=== ENTRIES PROVIDED ===
start

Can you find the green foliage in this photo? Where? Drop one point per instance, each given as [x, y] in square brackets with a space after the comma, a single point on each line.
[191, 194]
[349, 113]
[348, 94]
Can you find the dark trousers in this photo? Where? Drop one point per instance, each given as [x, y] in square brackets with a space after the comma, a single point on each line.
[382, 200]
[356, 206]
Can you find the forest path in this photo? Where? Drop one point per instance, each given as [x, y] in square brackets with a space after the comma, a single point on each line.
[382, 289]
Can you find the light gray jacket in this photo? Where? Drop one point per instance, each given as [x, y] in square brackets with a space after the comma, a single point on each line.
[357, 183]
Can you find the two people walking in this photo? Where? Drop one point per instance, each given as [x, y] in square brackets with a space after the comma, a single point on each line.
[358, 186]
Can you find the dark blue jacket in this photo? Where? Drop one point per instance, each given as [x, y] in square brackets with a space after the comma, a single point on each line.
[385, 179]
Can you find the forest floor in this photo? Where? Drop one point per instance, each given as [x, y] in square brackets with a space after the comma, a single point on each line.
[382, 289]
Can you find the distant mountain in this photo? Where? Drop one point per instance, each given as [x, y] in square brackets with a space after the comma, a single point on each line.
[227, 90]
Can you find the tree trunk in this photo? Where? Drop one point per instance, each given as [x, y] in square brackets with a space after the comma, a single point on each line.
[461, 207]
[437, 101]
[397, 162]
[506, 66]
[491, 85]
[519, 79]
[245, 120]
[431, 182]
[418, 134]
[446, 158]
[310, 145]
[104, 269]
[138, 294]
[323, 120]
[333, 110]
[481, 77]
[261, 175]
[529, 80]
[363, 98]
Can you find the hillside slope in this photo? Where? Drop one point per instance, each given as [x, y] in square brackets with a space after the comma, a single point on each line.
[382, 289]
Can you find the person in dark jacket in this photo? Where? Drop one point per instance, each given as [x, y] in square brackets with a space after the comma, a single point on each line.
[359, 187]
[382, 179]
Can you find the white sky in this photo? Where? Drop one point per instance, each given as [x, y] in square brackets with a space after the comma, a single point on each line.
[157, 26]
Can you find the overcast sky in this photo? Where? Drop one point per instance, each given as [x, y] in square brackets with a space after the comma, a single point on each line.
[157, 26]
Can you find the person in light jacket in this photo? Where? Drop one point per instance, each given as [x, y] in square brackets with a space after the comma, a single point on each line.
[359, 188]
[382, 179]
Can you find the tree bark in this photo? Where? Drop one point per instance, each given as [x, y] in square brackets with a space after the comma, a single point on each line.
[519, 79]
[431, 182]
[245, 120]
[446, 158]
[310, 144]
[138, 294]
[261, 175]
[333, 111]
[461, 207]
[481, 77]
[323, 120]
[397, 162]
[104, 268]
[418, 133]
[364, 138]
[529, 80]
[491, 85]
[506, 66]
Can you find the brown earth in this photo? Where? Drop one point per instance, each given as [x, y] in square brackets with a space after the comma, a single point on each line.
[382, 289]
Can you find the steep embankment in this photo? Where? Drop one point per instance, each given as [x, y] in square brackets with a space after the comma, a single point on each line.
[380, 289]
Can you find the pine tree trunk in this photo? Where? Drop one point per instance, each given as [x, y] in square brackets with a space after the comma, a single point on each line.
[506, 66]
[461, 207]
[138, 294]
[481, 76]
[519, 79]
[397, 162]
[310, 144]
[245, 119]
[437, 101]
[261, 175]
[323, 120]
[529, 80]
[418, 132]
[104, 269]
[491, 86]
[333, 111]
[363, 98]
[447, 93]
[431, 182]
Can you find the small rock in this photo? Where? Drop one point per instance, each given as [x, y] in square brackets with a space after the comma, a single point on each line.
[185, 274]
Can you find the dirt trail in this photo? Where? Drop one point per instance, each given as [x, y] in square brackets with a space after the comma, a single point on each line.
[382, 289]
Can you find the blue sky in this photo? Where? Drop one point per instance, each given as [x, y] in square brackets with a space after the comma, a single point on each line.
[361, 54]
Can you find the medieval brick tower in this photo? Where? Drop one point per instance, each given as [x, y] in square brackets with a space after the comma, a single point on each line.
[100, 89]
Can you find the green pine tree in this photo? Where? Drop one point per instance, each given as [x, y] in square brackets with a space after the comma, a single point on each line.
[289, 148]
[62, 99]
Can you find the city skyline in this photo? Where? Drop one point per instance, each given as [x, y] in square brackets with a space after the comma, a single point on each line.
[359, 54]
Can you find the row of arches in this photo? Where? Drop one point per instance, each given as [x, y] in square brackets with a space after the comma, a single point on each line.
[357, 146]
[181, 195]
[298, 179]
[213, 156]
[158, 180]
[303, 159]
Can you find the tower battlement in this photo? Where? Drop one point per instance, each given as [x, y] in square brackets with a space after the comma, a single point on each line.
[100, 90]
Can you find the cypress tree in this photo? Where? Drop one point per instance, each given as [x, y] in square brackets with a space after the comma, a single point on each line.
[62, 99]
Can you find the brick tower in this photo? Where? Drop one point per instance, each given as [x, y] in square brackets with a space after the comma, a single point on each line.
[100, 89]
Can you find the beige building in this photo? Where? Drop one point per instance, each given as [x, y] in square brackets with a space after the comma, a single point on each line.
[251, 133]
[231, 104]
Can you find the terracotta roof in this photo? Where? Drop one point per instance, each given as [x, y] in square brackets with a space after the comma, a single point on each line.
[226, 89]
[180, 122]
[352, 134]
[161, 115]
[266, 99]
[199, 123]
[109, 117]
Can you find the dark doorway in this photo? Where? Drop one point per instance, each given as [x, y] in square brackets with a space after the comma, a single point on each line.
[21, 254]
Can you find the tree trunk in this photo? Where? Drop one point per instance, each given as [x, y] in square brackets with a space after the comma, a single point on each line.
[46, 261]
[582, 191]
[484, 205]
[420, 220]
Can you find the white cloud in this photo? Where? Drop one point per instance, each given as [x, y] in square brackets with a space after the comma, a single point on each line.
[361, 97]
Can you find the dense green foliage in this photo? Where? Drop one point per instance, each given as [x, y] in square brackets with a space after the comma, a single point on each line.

end

=== REQUIREMENT ===
Hand back the material above in full, exactly as written.

=== RESPONSE TO THE TASK ===
Can you find the green foliage in this photo? Where? Drop one point per instance, each given as [x, y] in square brackets with a space after the comma, a single point on each line.
[191, 194]
[349, 113]
[348, 94]
Can you find the dark trousers in this photo? Where? Drop one point per instance, each given as [x, y] in square brackets with a space after the comma, a single point on each line.
[382, 200]
[356, 206]
Can you find the forest path in this photo? Where? Drop one point per instance, each given as [x, y] in square brackets with a space after the comma, a single point on each line.
[382, 289]
Can you find the light gray jacket in this photo? Where? Drop one point per instance, each given as [x, y] in square brackets with a space after the comma, a single point on each line.
[357, 183]
Can you find the two people walking in this photo? Where? Drop one point per instance, each given as [x, y] in square brackets with a space after the comma, a single point on each line.
[358, 186]
Can you find the dark blue jacket in this photo? Where? Drop one point per instance, each given as [x, y] in square brackets with a space after the comma, a single point on each line.
[385, 179]
Can you find the forest floor in this photo? Where? Drop one point per instance, each given as [x, y] in square brackets with a space after the comma, a single point on each line.
[382, 289]
Can you find the distant mountain in this photo? Where? Drop one point per instance, each given as [x, y] in square brackets with a space after the comma, a single point on each line.
[227, 90]
Can you find the tree trunk in this photo? Where? Drop one point per instance, each given as [x, y] in square brackets with a space after the comma, a single point on each line.
[461, 207]
[437, 101]
[397, 162]
[506, 66]
[491, 85]
[519, 79]
[245, 120]
[431, 182]
[418, 134]
[446, 158]
[310, 145]
[104, 269]
[138, 294]
[323, 120]
[333, 110]
[481, 77]
[261, 175]
[529, 80]
[363, 98]
Can you find the hillside slope in this photo? Where? Drop one point per instance, each given as [x, y] in square brackets with a space after the comma, a single point on each line.
[382, 289]
Can you find the person in dark jacket in this photo? Where? Drop one point per instance, each given as [x, y] in square brackets with a space after the comma, a single point on each line.
[359, 187]
[382, 179]
Can you find the white sky in this photo? Where? Drop one point per instance, each given as [x, y] in square brackets with a space after the comma, a single point on each line.
[157, 26]
Can you find the overcast sky in this photo? Where? Drop one point per instance, each given as [x, y] in square brackets with a space after the comma, a single point on each line.
[157, 26]
Can you find the person in light jacket in this photo? Where? Drop one point per instance, each given as [x, y] in square brackets with a space after the comma, a single point on each line.
[359, 188]
[382, 179]
Can you find the tree bark in this photo? Where? Drop one point per instance, each given as [x, y] in square brackets with a space after the comma, a single point on each line.
[519, 79]
[431, 182]
[245, 120]
[446, 158]
[310, 144]
[138, 294]
[261, 175]
[333, 111]
[461, 207]
[481, 77]
[323, 120]
[397, 162]
[104, 268]
[418, 133]
[364, 138]
[529, 80]
[491, 85]
[506, 66]
Can you find the brown earth in this photo? Where? Drop one point per instance, each given as [x, y] in square brackets with a space after the comma, a single point on each line.
[382, 289]
Can you find the steep embankment in this photo? Where? Drop one point per instance, each given as [x, y] in square brackets with a space after the comma, a single point on each line.
[380, 289]
Can you find the pine tree trunk in this photo? Where? Drop one point per instance, each given as [x, y] in square brackets with a space after the comma, a single point on each line.
[506, 66]
[461, 207]
[138, 294]
[481, 76]
[519, 79]
[397, 162]
[310, 144]
[245, 119]
[437, 101]
[261, 175]
[323, 120]
[529, 80]
[418, 132]
[104, 269]
[491, 86]
[333, 111]
[363, 98]
[447, 93]
[431, 182]
Can you find the small rock in this photo? Where? Drop one point per instance, each given as [x, y] in square brackets with a space after the comma, a single point on each line.
[185, 274]
Can you find the dirt trail in this photo? Where? Drop one point per instance, each given as [x, y] in square brackets with a space after the comma, a single point on each line.
[382, 289]
Can you find the blue sky in this photo? Where? Drop one point per instance, each given as [x, y] in square brackets with a space after the comma, a single point on each line.
[361, 54]
Can you find the medieval brick tower in this photo? Where? Drop one point per instance, each given as [x, y] in square brackets with a space after the comma, a single point on each line.
[100, 89]
Can you find the green pine tree in this photo? Where? Drop one point per instance, each given as [x, y] in square brackets with a space after the comma, a single point on each line.
[289, 148]
[62, 99]
Can you find the city skyline in this photo? Where? Drop one point per instance, each given as [x, y] in square brackets with a space after the comma, a single point on each line.
[359, 54]
Can you find the row of arches in this photo? Where? Drop one point per instance, each given as [x, y] in square brackets with a space after the comma, a single point on each line.
[357, 146]
[181, 195]
[298, 179]
[213, 156]
[158, 180]
[303, 159]
Can you find the tower battlement in this photo? Where? Drop one point per instance, each given as [x, y] in square brackets with a space after the comma, a single point on each line.
[100, 90]
Can you find the cypress tree in this photo? Where? Drop one point per instance, each given as [x, y] in square brackets with a space after the comma, a single point on each line.
[62, 99]
Can you find the brick tower in this photo? Where? Drop one point per instance, each given as [x, y] in square brackets with a space after the comma, a single point on each line.
[100, 89]
Can you find the beige building in this photo? Where? Drop one point per instance, each given as [x, y] in square brackets with a space after the comma, a single point on each line.
[251, 133]
[231, 104]
Can you find the terracotta roof in this photo? Where? Drop one point per instance, each given as [x, y] in square brackets with a space after the comma, a single point on each line.
[226, 89]
[180, 122]
[352, 134]
[161, 115]
[266, 99]
[199, 123]
[109, 117]
Can you find the dark doorway in this photo? Where? Drop one point per instance, each given as [x, y] in square brackets with a space after the comma, a single point on each line.
[21, 254]
Can you find the tree trunk in this photo? Where? Drop one point per instance, each given as [x, y] in square brackets with a space after the comma, a single point on each line.
[46, 261]
[582, 191]
[484, 205]
[420, 220]
Can you find the white cloud in this photo? Where? Drop one point per instance, each given as [x, y] in square brackets with a space after the comma, a single point on each line.
[361, 97]
Can you find the dense green foliage in this photo? Where? Drop one point per instance, each given as [x, y] in square brackets with a space after the comma, a single point on each line.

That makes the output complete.